- _WRITTEN EXERCISE_: Can you rewrite the records below with every "sea" changed to "ocean" and nothing else altered, leaving the pictures out of your answer?

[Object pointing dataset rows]
***
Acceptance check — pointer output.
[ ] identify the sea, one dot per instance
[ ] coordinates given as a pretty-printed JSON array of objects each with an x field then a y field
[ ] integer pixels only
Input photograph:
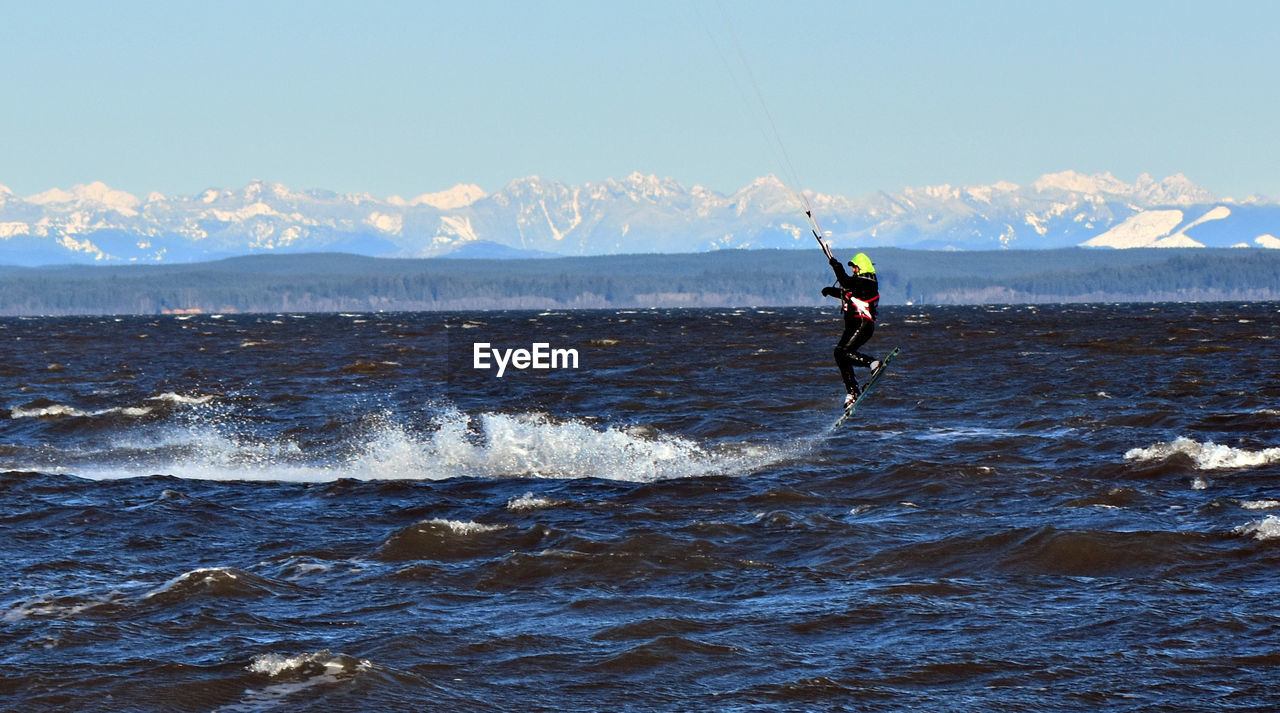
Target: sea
[{"x": 1052, "y": 507}]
***
- _COMPLETE RESPONSE_:
Acceptance check — pointer output.
[ ] identify the ocean, one dot per instance
[ ] coordinates given as a pretty-printed JSON array of objects each with an x field then a y field
[ ] integer pixels only
Input photograph:
Target: ocean
[{"x": 1052, "y": 507}]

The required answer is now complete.